> [Work item] The exercise asks you to copy every line below in which "person" appears.

Dataset records:
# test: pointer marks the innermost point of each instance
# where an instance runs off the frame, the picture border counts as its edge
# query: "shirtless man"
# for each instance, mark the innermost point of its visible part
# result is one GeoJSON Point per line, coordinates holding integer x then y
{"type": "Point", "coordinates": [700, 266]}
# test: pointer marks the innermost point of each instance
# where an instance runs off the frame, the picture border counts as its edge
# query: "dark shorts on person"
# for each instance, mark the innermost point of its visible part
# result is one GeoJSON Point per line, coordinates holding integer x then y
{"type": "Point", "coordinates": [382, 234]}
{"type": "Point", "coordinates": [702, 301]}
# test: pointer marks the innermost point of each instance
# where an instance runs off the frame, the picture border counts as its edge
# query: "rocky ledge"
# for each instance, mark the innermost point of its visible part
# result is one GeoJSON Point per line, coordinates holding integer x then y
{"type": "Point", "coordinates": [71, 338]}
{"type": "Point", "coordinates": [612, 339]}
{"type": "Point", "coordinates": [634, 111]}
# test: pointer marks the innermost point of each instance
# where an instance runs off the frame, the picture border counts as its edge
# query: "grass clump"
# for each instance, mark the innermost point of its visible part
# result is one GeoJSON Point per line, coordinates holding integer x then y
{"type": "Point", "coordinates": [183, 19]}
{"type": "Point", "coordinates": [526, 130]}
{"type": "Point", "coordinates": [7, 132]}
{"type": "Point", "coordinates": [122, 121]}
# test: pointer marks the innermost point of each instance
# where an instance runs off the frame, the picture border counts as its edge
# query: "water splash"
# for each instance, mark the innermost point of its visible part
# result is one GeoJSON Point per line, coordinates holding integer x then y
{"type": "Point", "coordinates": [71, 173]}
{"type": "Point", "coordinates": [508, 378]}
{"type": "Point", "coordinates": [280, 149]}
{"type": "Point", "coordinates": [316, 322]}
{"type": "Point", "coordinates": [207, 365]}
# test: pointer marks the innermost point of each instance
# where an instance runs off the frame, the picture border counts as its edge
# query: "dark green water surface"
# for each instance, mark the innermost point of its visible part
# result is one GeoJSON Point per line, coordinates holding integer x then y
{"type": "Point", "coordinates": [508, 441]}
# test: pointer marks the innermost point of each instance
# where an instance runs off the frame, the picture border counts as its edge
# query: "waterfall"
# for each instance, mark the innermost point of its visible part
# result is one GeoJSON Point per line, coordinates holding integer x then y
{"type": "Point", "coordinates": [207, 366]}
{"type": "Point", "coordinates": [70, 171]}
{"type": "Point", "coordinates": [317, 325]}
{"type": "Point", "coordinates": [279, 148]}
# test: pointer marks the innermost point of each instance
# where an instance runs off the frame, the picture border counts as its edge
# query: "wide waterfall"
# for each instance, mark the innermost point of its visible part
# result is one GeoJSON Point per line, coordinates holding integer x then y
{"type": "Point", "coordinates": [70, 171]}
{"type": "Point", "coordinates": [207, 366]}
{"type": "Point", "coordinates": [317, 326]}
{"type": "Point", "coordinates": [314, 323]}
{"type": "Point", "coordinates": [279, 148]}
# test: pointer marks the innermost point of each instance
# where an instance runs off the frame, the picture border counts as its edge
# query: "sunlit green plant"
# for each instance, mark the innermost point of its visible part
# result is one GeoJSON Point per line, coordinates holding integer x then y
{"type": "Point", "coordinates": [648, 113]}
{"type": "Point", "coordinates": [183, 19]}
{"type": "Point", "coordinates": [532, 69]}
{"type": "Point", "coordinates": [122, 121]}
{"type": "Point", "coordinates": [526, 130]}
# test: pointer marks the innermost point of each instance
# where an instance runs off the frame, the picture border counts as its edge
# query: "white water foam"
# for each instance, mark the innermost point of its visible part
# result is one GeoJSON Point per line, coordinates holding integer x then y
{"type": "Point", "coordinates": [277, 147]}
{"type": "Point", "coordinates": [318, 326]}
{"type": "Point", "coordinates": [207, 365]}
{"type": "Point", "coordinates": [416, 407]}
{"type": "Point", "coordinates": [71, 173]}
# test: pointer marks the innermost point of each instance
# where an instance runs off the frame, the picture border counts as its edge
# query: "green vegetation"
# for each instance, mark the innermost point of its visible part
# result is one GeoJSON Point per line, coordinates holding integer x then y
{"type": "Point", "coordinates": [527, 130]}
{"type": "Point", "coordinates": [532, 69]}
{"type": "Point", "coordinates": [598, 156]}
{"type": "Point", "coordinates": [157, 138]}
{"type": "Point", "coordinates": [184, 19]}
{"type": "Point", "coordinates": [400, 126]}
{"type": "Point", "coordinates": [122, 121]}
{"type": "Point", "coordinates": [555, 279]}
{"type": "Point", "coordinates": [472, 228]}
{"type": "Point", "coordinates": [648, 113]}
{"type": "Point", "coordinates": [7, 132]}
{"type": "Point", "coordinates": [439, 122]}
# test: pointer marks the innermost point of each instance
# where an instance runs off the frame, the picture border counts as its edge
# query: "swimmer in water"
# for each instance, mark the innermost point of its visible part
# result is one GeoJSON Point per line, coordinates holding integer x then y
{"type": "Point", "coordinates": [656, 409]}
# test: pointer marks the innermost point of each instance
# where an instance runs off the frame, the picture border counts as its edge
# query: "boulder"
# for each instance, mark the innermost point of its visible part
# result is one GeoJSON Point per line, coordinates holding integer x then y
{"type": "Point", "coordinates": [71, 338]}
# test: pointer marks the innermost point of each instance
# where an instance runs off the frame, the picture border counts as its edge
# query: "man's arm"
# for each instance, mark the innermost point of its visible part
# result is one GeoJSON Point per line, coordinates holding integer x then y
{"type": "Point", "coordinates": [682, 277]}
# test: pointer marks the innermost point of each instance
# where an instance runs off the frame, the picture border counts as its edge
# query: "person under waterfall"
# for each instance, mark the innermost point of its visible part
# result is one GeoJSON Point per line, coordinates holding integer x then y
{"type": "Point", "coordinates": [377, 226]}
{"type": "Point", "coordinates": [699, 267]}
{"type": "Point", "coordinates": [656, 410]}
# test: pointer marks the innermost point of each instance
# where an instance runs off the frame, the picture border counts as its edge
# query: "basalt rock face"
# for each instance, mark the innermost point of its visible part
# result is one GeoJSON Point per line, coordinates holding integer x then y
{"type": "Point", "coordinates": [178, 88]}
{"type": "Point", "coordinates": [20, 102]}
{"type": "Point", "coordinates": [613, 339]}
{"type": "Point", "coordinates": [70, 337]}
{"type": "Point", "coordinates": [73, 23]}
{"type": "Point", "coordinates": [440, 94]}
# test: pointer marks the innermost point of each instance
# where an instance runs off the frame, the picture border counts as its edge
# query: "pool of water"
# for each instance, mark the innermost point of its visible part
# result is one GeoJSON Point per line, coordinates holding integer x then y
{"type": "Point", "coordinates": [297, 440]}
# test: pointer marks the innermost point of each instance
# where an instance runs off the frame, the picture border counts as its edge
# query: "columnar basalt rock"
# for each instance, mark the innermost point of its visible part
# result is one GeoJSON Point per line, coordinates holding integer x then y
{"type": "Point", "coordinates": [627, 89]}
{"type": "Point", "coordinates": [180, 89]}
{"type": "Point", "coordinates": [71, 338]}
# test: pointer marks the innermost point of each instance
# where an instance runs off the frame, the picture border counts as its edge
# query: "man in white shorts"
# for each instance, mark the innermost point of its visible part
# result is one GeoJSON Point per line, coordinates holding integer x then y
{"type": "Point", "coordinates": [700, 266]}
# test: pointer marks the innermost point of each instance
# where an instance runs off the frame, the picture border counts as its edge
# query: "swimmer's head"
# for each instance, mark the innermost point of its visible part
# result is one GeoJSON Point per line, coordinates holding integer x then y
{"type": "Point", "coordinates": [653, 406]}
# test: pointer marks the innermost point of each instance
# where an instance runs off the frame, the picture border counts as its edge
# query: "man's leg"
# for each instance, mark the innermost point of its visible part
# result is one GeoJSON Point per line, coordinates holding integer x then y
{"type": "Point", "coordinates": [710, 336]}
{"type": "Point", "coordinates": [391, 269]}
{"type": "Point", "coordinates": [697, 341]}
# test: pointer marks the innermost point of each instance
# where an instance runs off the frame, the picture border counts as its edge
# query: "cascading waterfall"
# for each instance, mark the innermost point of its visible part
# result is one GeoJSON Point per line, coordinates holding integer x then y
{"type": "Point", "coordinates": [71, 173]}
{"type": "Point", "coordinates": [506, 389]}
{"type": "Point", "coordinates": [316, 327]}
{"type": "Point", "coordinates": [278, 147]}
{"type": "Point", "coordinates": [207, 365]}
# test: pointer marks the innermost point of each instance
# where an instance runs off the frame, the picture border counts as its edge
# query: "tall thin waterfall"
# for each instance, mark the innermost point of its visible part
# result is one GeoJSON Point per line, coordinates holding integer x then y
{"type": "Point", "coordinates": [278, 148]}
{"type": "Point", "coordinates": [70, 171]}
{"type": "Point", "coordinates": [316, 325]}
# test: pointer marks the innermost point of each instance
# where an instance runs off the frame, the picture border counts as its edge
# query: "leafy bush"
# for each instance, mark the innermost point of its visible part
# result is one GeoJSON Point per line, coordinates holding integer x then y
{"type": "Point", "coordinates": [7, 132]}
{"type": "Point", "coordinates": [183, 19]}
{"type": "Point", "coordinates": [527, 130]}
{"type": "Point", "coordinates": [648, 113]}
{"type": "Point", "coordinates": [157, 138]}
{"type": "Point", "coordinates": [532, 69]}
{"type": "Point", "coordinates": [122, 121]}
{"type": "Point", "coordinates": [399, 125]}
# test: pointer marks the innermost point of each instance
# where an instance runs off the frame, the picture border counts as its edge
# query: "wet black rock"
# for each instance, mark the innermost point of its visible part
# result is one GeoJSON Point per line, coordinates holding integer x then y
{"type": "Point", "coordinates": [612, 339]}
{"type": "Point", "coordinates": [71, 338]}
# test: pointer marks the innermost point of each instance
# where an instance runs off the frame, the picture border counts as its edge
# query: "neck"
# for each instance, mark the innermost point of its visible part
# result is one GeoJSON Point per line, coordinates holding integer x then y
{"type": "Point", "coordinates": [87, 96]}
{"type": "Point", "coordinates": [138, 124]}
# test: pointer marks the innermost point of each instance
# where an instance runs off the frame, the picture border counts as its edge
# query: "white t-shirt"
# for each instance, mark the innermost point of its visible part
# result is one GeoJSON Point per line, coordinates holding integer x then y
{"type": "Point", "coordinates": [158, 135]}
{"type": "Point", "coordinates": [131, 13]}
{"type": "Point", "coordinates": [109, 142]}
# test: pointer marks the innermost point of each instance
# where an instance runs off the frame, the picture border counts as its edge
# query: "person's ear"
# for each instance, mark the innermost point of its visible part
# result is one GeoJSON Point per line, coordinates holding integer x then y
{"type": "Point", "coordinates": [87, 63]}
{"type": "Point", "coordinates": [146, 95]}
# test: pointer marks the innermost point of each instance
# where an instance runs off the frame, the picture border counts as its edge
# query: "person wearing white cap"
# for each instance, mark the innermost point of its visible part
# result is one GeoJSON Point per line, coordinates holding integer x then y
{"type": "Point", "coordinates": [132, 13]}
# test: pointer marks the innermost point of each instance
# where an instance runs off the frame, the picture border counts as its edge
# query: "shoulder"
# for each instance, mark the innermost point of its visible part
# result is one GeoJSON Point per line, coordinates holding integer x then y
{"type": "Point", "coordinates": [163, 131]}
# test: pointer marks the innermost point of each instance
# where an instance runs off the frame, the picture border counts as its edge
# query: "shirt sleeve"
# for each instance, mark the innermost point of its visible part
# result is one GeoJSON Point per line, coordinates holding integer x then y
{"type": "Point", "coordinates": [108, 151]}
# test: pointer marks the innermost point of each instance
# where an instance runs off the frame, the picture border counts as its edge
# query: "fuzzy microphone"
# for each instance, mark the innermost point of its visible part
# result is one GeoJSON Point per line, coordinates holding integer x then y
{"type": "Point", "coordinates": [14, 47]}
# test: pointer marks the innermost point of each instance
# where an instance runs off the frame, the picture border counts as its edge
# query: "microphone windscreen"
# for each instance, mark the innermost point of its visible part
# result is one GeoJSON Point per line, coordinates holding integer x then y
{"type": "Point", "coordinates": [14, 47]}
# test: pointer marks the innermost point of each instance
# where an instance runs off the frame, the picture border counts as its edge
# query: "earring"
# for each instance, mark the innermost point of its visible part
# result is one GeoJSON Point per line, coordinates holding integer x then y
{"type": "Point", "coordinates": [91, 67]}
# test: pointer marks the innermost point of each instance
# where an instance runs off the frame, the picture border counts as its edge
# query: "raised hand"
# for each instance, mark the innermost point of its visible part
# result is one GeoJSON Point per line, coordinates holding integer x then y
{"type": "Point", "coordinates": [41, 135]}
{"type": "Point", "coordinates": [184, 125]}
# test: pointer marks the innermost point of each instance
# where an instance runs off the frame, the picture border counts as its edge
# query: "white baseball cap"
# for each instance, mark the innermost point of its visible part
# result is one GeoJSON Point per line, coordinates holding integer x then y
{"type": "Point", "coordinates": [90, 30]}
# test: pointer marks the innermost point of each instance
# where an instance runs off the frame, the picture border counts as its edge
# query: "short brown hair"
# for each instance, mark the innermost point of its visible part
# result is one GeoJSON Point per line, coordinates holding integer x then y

> [Problem solution]
# query: "dark shorts on person"
# query: "person under waterfall"
# query: "person's ear"
# query: "person wearing white cap"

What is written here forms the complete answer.